=== TO DO ===
A) Decide whether each statement below agrees with the COVID-19 self-isolation text. Answer yes or no for each, and quote the words of the text that settle it. (i) The text says COVID-19 symptoms are similar to those of the common cold or influenza. (ii) The text says people still awaiting test results do not need to self-isolate. (iii) The text advises people who need medication to go out and pick it up themselves.
B) Write a continuation of the COVID-19 self-isolation text, starting after its final sentence.

One of the most common questions that people are asking in relation to COVID-19 is, “What do I do if I think I have the virus?” It can be particularly difficult to self-diagnose based on symptoms, simply due to the fact that the symptoms associated with COVID-19 are very similar in nature to other types of illnesses such as the common cold or influenza. Symptoms, for example, that can include things like fatigue, fever, coughing, sore throat, nasal congestion, and general body aches and pains.
This is why, whether you have a confirmed case of COVID-19 or if you’re still awaiting test results, it is important that you self-isolate until your results are back and your symptoms have subsided. This means that during this time, you should not be going out to any public places. If you are in need of essential items like food or medication, you should text a family member, friend or nearby neighbour to see if they would be willing to pick up any necessities you might require and drop them off at your door. It is imperative that we follow the orders and advice put forth by our public health officials in order to prevent COVID-19 from spreading in our communities. In adhering to the rules, we will hopefully be able to get back to some semblance of normalcy sooner than later.

=== EXERCISE DATA ===
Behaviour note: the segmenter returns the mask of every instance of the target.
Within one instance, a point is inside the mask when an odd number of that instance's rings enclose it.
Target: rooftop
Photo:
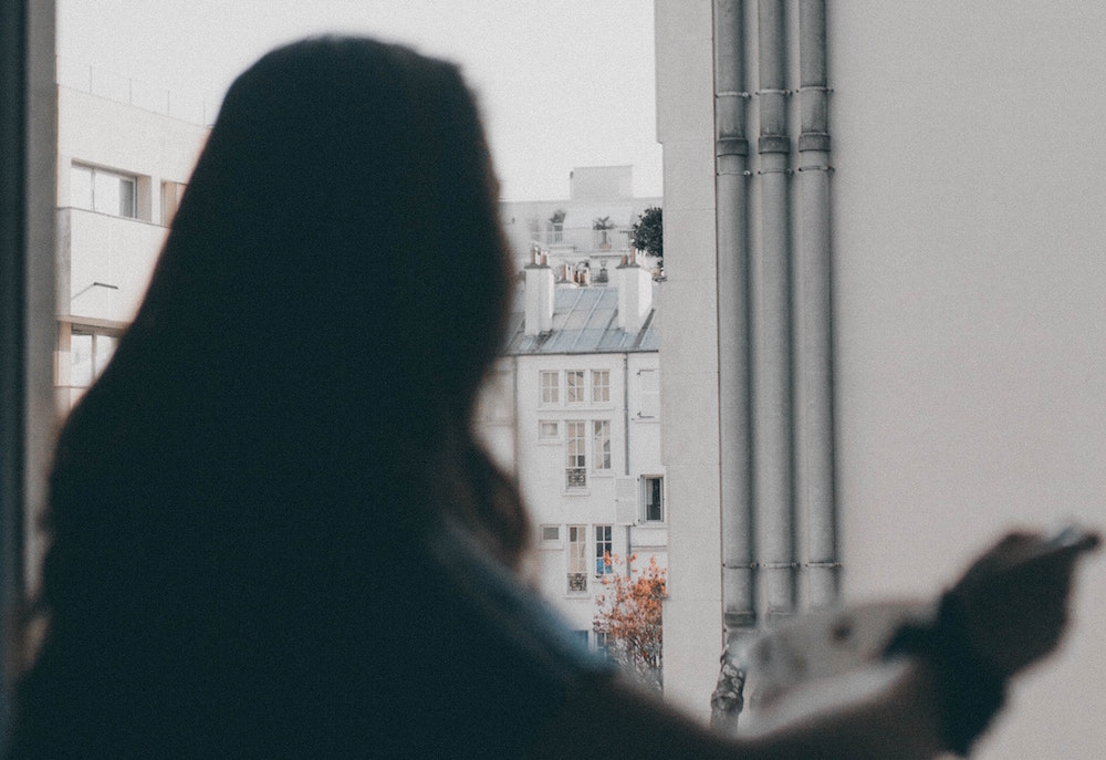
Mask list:
[[[657,351],[660,345],[656,308],[649,311],[636,333],[618,326],[618,290],[613,285],[557,285],[553,329],[540,335],[526,335],[524,322],[525,300],[520,288],[508,322],[508,356],[648,352]]]

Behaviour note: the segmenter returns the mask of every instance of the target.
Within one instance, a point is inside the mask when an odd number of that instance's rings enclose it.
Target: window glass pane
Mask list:
[[[584,372],[582,369],[570,369],[564,373],[564,381],[567,391],[567,402],[570,404],[582,404],[584,402]]]
[[[594,437],[592,439],[592,457],[595,460],[595,469],[611,469],[611,421],[606,419],[595,420]]]
[[[134,217],[135,215],[135,180],[119,177],[119,208],[121,217]]]
[[[70,340],[70,385],[86,388],[93,378],[92,335],[73,333]]]
[[[92,210],[92,169],[87,166],[70,170],[70,206]]]
[[[607,369],[596,369],[592,373],[592,403],[602,404],[611,400],[611,373]]]
[[[614,570],[614,544],[611,540],[611,525],[595,527],[595,573],[605,575]]]
[[[665,509],[662,501],[662,483],[661,478],[646,478],[645,479],[645,519],[650,521],[660,521],[665,519]]]
[[[107,363],[112,360],[112,354],[115,353],[115,344],[117,339],[113,335],[95,335],[93,345],[93,372],[96,376],[100,376],[106,367]]]

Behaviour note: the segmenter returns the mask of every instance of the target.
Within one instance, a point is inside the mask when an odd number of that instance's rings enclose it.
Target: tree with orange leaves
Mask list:
[[[608,559],[608,558],[607,558]],[[665,570],[649,558],[644,572],[634,570],[637,554],[630,554],[627,572],[603,576],[606,592],[595,597],[598,611],[592,629],[606,637],[607,654],[627,673],[647,686],[661,690],[661,608]],[[616,556],[614,564],[623,564]]]

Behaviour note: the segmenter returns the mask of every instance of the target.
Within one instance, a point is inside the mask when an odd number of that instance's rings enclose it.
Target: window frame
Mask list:
[[[599,430],[605,431],[601,436]],[[611,447],[611,420],[592,420],[592,469],[595,472],[609,472],[613,467],[613,456]]]
[[[550,383],[550,379],[553,382]],[[560,406],[561,405],[561,371],[539,369],[538,371],[538,405]]]
[[[649,517],[649,496],[653,491],[650,483],[657,483],[656,492],[659,496],[659,502],[657,503],[657,510],[659,517]],[[641,521],[646,523],[661,523],[665,522],[665,478],[660,475],[646,475],[641,476]]]
[[[568,551],[565,555],[567,570],[567,593],[587,593],[587,525],[567,525],[565,541]]]
[[[603,381],[602,383],[599,381]],[[592,369],[592,404],[611,403],[611,371]]]
[[[587,403],[587,372],[584,369],[564,371],[564,403],[580,406]]]
[[[587,488],[587,420],[564,423],[564,483],[566,491]]]
[[[87,206],[79,205],[75,201],[73,192],[72,192],[72,187],[73,187],[73,184],[74,184],[73,183],[73,176],[76,173],[79,173],[79,171],[87,171],[88,173],[88,178],[90,178],[90,183],[88,183],[90,198],[88,198],[88,205]],[[119,208],[116,209],[116,210],[107,210],[107,209],[103,208],[101,206],[101,204],[97,202],[97,200],[96,200],[96,187],[97,187],[97,178],[100,178],[100,177],[103,177],[105,179],[106,178],[117,179],[117,180],[119,180],[121,186],[123,184],[129,185],[129,187],[131,187],[131,204],[129,204],[131,208],[129,208],[129,212],[124,212],[123,211],[122,202],[119,205]],[[70,190],[69,201],[70,201],[70,207],[71,208],[81,209],[83,211],[92,211],[93,214],[103,214],[103,215],[106,215],[106,216],[109,216],[109,217],[118,217],[119,219],[138,219],[138,176],[137,175],[129,174],[129,173],[126,173],[126,171],[122,171],[119,169],[111,169],[111,168],[107,168],[107,167],[104,167],[104,166],[96,166],[94,164],[85,164],[83,162],[73,162],[72,164],[70,164],[70,188],[71,188],[71,190]],[[121,200],[122,200],[122,196],[121,196]]]
[[[614,573],[614,529],[612,525],[593,525],[595,537],[595,576],[603,577]],[[609,562],[607,560],[611,560]]]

=== RESPONSES BY ITEM NUMBER ===
A)
(i) Yes: "the symptoms associated with COVID-19 are very similar in nature to other types of illnesses such as the common cold or influenza"
(ii) No: "whether you have a confirmed case of COVID-19 or if you’re still awaiting test results, it is important that you self-isolate until your results are back and your symptoms have subsided"
(iii) No: "you should text a family member, friend or nearby neighbour to see if they would be willing to pick up any necessities you might require and drop them off at your door"

B)
If you are exhibiting symptoms of COVID-19 and they are mild, you should closely monitor yourself. If you feel the need to see a physician, it’s important to note that you should not just go to your doctor’s office or nearest walk-in clinic. While this might be the easiest thing to do, it’s also a very risky thing – especially if you aren’t sure whether or not you have COVID-19. Instead, pick up the phone (or e-mail, if you are able to do so) your physician’s office. You will be able to discuss your symptoms with the staff and they will be able to advise you what, if anything, you should do. In many cases, several medical clinics across Canada have also now implemented other methods for their physicians to stay in communication with patients, such as via video and tele-visits, as there are also patients with other medical conditions who require care and need to be seen by their physicians regularly. Some pharmacies also have the option of having medication delivered to patients homes for those who have or are at risk of COVID-19 and do not want to risk going out in public.
If you develop symptoms that are more severe, such as tightness of the chest, cough (including coughing up blood) or trouble breathing, then it is recommended that you call 911.